GIVEN EXERCISE 1
Update the passage of the book review below that starts with "In recent years, William" and ends with "of the (ex-)slave.", changing "persuasive" to "compelling".

---

In recent years, William Tynes Cowan’s The Slave in the Swamp (2004) and related studies have sought to complicate nineteenth-century African American literature’s relationship to the American South and, more specifically, to the genre that has come to define that geopolitical space: the slave narrative. Eric Gardner’s persuasive Unexpected Places: Relocating Nineteenth-Century African American Literature (2009) is the latest, and perhaps the most insightful, addition to this body of work. It argues succinctly and cogently that African American literary production emerged in multiple locations and in diverse generic modes, engaging a number of thematic concerns well beyond the life narrative of the (ex-)slave.

Gardner explains that “nineteenth-century African American literature has often been reduced to southern stories told in bound books that were written by blacks in the urban Northeast and published in one of the handful of urban Northeast centers of activism like New York, Philadelphia, and Boston” (12). As a corrective to this disproportionate attention to the “bound book,” he relocates black writing within one of the most prolific mediums of expression during the nineteenth century: [End Page 540] the world of African American periodicals, what Gardner describes as “the central publication outlet for many black writers” (10). Accordingly, each chapter is an exploration of periodical print culture related to neglected geographical sites of black textual production, from St. Louis in chapter one, to Indiana in chapter two, to California and its vicinity in chapter three, and finally to Philadelphia and its nationwide influence in chapter four. In each case, Gardner illustrates how locally and regionally specific texts create “a more fully national story” (123).

---

GIVEN EXERCISE 2
Please format the records below, from their start through the line containing "[(448, 112)]", as a Markdown table with the columns Row and Line, giving one numbered row per line. Skip blank lines and leave the pictures out.

SUPPLIED DATA
---

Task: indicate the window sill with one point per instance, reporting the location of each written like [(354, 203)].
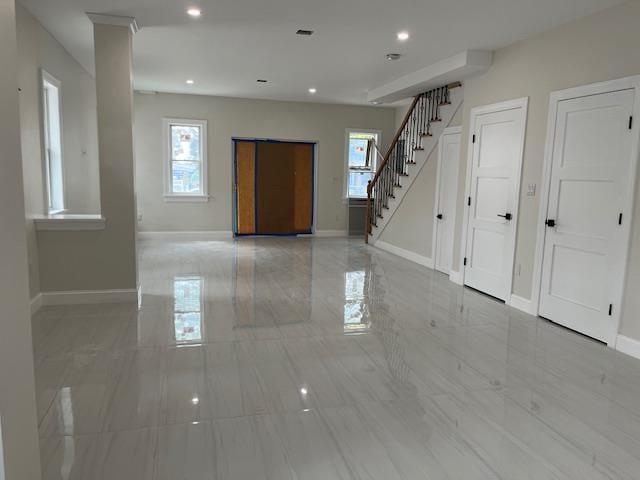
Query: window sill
[(186, 198), (70, 222)]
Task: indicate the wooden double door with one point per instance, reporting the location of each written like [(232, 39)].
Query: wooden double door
[(273, 187)]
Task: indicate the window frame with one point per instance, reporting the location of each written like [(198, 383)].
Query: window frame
[(169, 194), (47, 78), (345, 194)]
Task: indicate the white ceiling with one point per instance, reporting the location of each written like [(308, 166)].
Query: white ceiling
[(235, 42)]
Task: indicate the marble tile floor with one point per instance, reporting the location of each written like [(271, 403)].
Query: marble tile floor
[(323, 359)]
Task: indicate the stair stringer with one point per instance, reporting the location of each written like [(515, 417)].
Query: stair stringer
[(448, 112)]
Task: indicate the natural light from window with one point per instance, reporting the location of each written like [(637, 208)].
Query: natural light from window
[(360, 168), (52, 130), (187, 158)]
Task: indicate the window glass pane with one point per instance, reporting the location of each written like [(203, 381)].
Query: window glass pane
[(358, 149), (186, 177), (358, 183), (53, 147), (185, 142), (357, 152)]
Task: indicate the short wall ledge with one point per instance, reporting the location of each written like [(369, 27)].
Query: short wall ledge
[(69, 222)]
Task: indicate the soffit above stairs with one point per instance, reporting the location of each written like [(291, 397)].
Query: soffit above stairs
[(457, 68)]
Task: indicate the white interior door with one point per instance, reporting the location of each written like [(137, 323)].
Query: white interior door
[(585, 242), (447, 193), (496, 160)]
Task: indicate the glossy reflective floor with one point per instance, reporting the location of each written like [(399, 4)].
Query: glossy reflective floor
[(322, 359)]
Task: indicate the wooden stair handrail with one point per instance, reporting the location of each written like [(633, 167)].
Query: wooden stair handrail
[(385, 189), (392, 145)]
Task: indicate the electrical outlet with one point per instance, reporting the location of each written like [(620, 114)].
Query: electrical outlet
[(531, 190)]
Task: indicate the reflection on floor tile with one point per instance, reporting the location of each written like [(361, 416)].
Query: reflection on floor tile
[(323, 359)]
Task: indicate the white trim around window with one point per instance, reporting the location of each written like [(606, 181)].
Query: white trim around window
[(169, 195), (345, 183)]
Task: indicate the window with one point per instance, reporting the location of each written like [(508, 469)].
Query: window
[(360, 169), (187, 309), (186, 159), (52, 132)]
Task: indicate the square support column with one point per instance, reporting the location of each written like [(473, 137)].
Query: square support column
[(19, 455), (103, 261)]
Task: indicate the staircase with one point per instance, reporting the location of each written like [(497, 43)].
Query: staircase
[(430, 113)]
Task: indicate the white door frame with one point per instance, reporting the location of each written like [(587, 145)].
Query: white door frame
[(523, 105), (447, 131), (554, 99)]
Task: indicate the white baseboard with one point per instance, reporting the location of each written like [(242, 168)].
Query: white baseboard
[(406, 254), (629, 346), (455, 277), (521, 304), (85, 297), (330, 233), (36, 303), (186, 236)]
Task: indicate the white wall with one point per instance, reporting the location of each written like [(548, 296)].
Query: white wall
[(21, 457), (600, 47), (411, 227), (233, 117), (103, 259), (38, 49)]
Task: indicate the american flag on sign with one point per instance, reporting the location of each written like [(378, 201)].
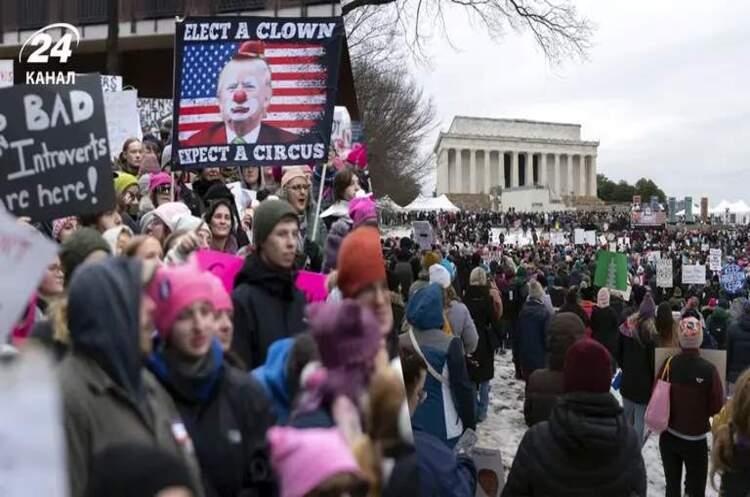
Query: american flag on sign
[(298, 82)]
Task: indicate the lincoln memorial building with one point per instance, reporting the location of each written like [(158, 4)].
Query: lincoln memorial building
[(477, 154)]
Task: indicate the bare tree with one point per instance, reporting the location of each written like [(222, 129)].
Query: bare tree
[(396, 118), (555, 24)]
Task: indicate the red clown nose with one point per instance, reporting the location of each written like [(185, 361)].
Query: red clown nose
[(239, 96)]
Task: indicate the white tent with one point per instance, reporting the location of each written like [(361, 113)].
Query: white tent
[(387, 203), (422, 203)]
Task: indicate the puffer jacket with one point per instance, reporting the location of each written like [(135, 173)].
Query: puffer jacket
[(738, 347), (586, 449)]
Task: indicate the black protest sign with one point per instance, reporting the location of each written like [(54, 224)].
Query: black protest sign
[(54, 154), (254, 90)]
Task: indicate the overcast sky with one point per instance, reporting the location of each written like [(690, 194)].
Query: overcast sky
[(666, 90)]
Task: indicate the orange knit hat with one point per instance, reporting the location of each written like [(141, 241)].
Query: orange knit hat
[(360, 261)]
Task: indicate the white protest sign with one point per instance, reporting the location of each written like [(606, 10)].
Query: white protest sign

---

ANSWER 1
In recent years, William Tynes Cowan’s The Slave in the Swamp (2004) and related studies have sought to complicate nineteenth-century African American literature’s relationship to the American South and, more specifically, to the genre that has come to define that geopolitical space: the slave narrative. Eric Gardner’s compelling Unexpected Places: Relocating Nineteenth-Century African American Literature (2009) is the latest, and perhaps the most insightful, addition to this body of work. It argues succinctly and cogently that African American literary production emerged in multiple locations and in diverse generic modes, engaging a number of thematic concerns well beyond the life narrative of the (ex-)slave.

ANSWER 2
| Row | Line |
|---|---|
| 1 | Task: indicate the window sill with one point per instance, reporting the location of each written like [(354, 203)]. |
| 2 | Query: window sill |
| 3 | [(186, 198), (70, 222)] |
| 4 | Task: indicate the wooden double door with one point per instance, reporting the location of each written like [(232, 39)]. |
| 5 | Query: wooden double door |
| 6 | [(273, 187)] |
| 7 | Task: indicate the window frame with one point per instance, reporting the location of each written like [(198, 383)]. |
| 8 | Query: window frame |
| 9 | [(169, 194), (47, 78), (345, 194)] |
| 10 | Task: indicate the white ceiling with one point per instance, reporting the location of each written like [(308, 166)]. |
| 11 | Query: white ceiling |
| 12 | [(235, 42)] |
| 13 | Task: indicate the marble tile floor with one point per instance, reporting the location of each written like [(271, 403)]. |
| 14 | Query: marble tile floor |
| 15 | [(323, 359)] |
| 16 | Task: indicate the stair stringer with one point per instance, reporting the location of each written like [(515, 417)]. |
| 17 | Query: stair stringer |
| 18 | [(448, 112)] |